_Problem description_
In the rows below, how many lines contain the word "baby"? Reply with the number alone.

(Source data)

+++

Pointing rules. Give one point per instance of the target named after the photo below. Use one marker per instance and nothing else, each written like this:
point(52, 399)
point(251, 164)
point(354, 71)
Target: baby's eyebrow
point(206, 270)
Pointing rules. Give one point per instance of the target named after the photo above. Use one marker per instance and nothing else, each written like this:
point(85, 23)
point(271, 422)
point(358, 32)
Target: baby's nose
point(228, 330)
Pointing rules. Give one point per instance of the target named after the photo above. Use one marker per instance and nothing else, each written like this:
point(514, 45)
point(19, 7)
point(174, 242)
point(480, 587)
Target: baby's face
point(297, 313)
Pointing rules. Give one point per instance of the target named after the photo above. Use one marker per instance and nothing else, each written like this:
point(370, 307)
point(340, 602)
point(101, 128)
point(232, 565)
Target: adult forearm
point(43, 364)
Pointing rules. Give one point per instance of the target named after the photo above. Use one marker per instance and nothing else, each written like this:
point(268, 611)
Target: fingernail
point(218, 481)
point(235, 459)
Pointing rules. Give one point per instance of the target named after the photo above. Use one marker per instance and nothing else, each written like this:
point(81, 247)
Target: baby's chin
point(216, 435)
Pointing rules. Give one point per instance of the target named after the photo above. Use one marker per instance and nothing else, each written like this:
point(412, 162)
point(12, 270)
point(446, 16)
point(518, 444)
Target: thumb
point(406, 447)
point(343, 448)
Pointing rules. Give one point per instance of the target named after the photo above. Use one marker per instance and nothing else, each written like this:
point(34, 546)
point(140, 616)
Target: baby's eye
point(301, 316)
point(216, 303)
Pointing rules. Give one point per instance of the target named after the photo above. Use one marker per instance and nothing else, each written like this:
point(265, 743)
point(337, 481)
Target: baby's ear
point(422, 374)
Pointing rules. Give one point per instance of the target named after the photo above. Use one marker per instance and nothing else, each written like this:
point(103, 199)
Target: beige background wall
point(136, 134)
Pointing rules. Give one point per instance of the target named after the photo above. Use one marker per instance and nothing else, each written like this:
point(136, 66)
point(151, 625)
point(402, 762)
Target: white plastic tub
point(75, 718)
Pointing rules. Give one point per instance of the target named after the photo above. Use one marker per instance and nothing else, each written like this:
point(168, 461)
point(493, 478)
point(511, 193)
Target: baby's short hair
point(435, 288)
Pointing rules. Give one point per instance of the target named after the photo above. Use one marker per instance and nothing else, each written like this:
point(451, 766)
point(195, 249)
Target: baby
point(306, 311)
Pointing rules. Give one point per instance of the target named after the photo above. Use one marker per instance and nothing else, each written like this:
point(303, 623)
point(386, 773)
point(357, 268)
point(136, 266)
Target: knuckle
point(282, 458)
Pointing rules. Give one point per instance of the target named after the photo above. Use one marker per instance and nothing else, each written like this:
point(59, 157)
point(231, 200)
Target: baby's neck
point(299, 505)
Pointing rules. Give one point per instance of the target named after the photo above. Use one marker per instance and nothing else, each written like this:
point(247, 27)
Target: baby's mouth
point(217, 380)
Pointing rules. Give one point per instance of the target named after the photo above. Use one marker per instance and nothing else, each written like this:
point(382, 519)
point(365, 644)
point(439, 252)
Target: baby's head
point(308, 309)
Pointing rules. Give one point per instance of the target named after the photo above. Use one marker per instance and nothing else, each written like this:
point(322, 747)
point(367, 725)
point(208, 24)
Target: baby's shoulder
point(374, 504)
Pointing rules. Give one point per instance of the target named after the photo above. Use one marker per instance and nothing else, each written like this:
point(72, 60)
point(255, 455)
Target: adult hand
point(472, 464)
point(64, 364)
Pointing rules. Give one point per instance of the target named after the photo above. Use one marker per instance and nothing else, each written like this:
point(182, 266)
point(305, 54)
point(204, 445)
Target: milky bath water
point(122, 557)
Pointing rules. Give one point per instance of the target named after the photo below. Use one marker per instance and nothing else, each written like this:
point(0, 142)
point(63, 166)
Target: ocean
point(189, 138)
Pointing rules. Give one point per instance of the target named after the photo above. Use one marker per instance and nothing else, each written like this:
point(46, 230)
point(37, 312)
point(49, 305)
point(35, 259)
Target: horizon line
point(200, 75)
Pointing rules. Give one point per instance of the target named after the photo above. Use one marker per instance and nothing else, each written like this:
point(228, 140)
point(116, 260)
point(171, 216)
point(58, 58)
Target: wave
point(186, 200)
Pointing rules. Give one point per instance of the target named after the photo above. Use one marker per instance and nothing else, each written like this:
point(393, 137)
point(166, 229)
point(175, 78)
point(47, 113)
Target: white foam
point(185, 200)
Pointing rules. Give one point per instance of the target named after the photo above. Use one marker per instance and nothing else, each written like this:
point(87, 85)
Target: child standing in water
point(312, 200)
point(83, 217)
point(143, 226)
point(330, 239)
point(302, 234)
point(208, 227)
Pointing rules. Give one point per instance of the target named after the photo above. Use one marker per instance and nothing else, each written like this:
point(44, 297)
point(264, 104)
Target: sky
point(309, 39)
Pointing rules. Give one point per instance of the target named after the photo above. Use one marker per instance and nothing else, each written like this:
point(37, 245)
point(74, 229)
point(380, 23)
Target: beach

+++

_The response_
12